## Things to do
[1] Echo the concert announcement word for word, everything from "Join us for" down to "Cupboard of Customs.".
[2] In the concert announcement, condense the paragraph beginning "Dr Kuli Kohli was born in India" into a short bulleted list that keeps its main facts.
*** Opening Page excerpt ***
Tales of Wildness, Waiting and Wonder
What tales might we hear involving the mysteries just beyond …….?
Join us for our January online concert, combining storytelling, poetry, folklore and creative conversations
Featuring Kuli Kohli – Wolverhampton’s Poet Laureate, Dr Gcina Mhlophe, a collaboration between Nana Tomova and Rosie Corner and, of course, presented by Amy Douglas with folklore from Cath’s Cupboard of Customs.
Dr Gcina Mhlophe
Dr Gcina Mhlophe is an author storyteller and founding director of Gcinamasiko Arts & Heritage Trust. Her works have been translated into many languages, including all official South African languages, kiSwahili, French, German, Spanish, Portuguese, Japanese and even Braille. She has directed her theatre plays in USA, UK and Greenland, her most widely known and studied theatre text being “Have You Seen Zandile?”. Her poetry has been reinterpreted into dance and classical music. She has recently edited and self-published the “Our Storytelling Tree: A South African Storytellers Directory” book under GAHT and it is the first of its kind in archiving 38 of the storytellers currently working in South Africa. Seven Universities both in South Africa and internationally have awarded her with honorary doctorates for her literary work and contribution to intangible heritage through storytelling
Dr Kuli Kohli was born in India with cerebral palsy. She lives in Wolverhampton and is married with 3 children. She’s retired from Wolverhampton Council after working 32 years. Her pamphlet, Patchwork and full poetry collection A Wonder Woman, are published by Offa’s Press. She runs the Punjabi Women’s Writing Group She’s performed at universities in London, Berlin, Liverpool. She writes for Disability Arts Online. She’s performed at the British Museum celebrating International Disabled Persons Day 2019. In 2020, her life story was featured on BBC News online and appeared on BBC1’s Sunday Morning Live show. She’s Poet Laureate of Wolverhampton 2022-24. In 2022 she was awarded an Honorary Doctor of Letters by the University of Wolverhampton. She’s involved in various projects around the country. www.kulikohli.co.uk
Nana Tomova, The Story Apothecary
Of herself, Nana says:
“Hi, I’m Nana, and I believe that the wisdom and medicine of stories can guide us to find belonging. To ourselves, and to the world.
*** Closing Page excerpt ***
*** Opening Extracted information ***
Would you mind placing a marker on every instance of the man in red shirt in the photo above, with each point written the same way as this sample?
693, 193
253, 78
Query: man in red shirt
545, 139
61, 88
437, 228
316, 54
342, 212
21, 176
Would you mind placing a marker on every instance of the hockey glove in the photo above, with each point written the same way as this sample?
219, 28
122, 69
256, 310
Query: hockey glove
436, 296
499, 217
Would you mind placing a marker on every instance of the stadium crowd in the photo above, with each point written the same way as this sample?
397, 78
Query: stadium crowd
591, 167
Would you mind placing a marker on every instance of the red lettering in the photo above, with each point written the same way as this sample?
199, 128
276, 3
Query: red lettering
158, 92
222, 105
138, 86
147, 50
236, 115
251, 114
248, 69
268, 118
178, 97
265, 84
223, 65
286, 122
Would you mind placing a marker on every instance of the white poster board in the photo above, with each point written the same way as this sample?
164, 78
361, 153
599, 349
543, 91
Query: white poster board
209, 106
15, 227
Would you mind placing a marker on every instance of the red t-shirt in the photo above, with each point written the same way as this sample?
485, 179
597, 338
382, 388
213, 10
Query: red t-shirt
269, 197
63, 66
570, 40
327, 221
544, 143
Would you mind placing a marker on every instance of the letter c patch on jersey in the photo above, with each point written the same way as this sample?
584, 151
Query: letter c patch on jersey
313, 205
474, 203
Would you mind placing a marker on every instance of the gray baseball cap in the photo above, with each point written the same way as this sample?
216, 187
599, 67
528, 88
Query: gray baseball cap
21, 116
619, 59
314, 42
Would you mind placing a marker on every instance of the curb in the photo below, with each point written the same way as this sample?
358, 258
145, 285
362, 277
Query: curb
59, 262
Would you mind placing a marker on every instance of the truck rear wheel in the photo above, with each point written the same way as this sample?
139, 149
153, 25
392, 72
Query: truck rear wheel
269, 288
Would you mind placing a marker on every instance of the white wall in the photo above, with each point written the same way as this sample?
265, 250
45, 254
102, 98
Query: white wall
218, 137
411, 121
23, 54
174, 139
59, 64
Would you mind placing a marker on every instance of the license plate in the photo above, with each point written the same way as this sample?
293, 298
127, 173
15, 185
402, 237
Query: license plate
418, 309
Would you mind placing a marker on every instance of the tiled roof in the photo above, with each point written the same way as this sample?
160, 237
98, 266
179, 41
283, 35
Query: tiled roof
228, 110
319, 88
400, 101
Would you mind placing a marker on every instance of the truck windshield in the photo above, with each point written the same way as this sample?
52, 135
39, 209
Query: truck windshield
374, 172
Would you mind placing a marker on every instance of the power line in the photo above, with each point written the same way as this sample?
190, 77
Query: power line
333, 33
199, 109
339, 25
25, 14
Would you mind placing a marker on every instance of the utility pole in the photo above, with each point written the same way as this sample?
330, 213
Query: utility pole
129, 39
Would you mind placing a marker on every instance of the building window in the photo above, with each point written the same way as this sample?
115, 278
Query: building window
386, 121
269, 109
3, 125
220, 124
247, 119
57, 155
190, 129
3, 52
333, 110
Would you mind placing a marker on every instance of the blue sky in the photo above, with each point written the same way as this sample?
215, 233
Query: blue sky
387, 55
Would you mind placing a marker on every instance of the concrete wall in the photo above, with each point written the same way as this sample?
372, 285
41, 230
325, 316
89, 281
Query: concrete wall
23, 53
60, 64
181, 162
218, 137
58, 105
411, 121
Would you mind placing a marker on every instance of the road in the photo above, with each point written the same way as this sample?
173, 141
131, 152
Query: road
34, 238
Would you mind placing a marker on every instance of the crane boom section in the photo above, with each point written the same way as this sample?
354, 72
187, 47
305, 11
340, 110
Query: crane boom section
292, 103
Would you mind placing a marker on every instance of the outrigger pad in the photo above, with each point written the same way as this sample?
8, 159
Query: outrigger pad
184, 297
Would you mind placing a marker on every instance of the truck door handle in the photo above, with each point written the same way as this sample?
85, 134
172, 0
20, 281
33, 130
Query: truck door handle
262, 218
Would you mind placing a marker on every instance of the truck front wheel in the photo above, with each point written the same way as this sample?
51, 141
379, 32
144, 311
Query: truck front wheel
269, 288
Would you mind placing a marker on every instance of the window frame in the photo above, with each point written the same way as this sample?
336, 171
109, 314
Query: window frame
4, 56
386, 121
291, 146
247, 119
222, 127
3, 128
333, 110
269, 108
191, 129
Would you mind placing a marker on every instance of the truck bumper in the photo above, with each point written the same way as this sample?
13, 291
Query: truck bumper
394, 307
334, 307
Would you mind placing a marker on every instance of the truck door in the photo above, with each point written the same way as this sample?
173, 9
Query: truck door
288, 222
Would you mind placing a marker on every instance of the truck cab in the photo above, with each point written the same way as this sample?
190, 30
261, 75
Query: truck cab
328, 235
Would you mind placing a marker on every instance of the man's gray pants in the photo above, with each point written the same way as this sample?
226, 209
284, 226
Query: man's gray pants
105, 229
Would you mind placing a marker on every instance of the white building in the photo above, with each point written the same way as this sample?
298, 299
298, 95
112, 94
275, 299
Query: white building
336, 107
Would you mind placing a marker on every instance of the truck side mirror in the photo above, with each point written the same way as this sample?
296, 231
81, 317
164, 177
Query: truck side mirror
*** Closing Extracted information ***
## Results
[1]
Join us for our January online concert, combining storytelling, poetry, folklore and creative conversations
Featuring Kuli Kohli – Wolverhampton’s Poet Laureate, Dr Gcina Mhlophe, a collaboration between Nana Tomova and Rosie Corner and, of course, presented by Amy Douglas with folklore from Cath’s Cupboard of Customs.

[2]
- Born in India with cerebral palsy; lives in Wolverhampton and is married with 3 children
- Retired from Wolverhampton Council after 32 years
- Her pamphlet Patchwork and poetry collection A Wonder Woman are published by Offa's Press
- Runs the Punjabi Women's Writing Group and writes for Disability Arts Online
- Has performed at universities in London, Berlin and Liverpool, and at the British Museum for International Disabled Persons Day 2019
- In 2020 her life story was featured on BBC News online and on BBC1's Sunday Morning Live
- Poet Laureate of Wolverhampton 2022-24
- Awarded an Honorary Doctor of Letters by the University of Wolverhampton in 2022
- Involved in various projects around the country; website www.kulikohli.co.uk